» **What to do**:
Return every line in the entries below where the word "instance" shows up.

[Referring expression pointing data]
----------
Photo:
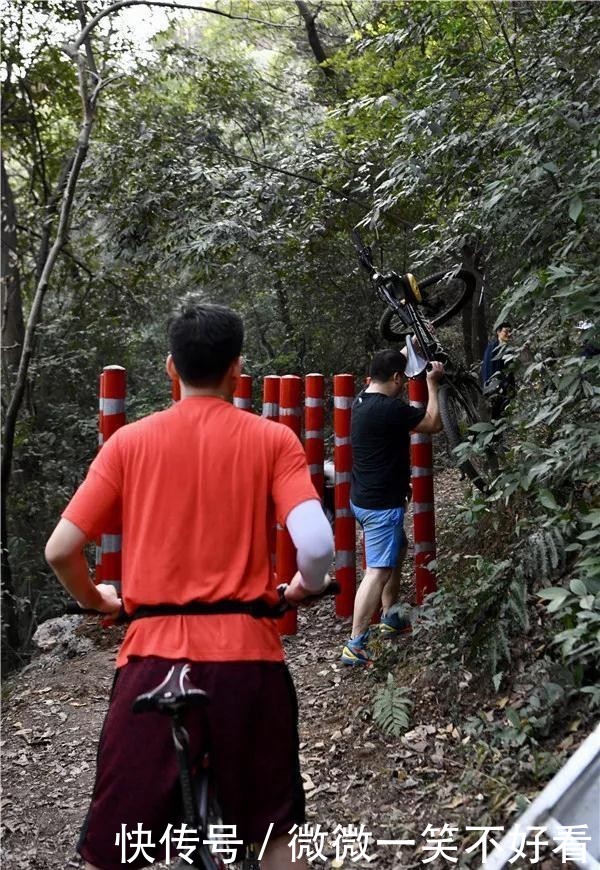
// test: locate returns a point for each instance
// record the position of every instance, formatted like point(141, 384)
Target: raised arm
point(432, 422)
point(64, 553)
point(311, 533)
----------
» **Answer space**:
// test: locate returns a point for each instance
// record the position of every instance, formatted like point(141, 384)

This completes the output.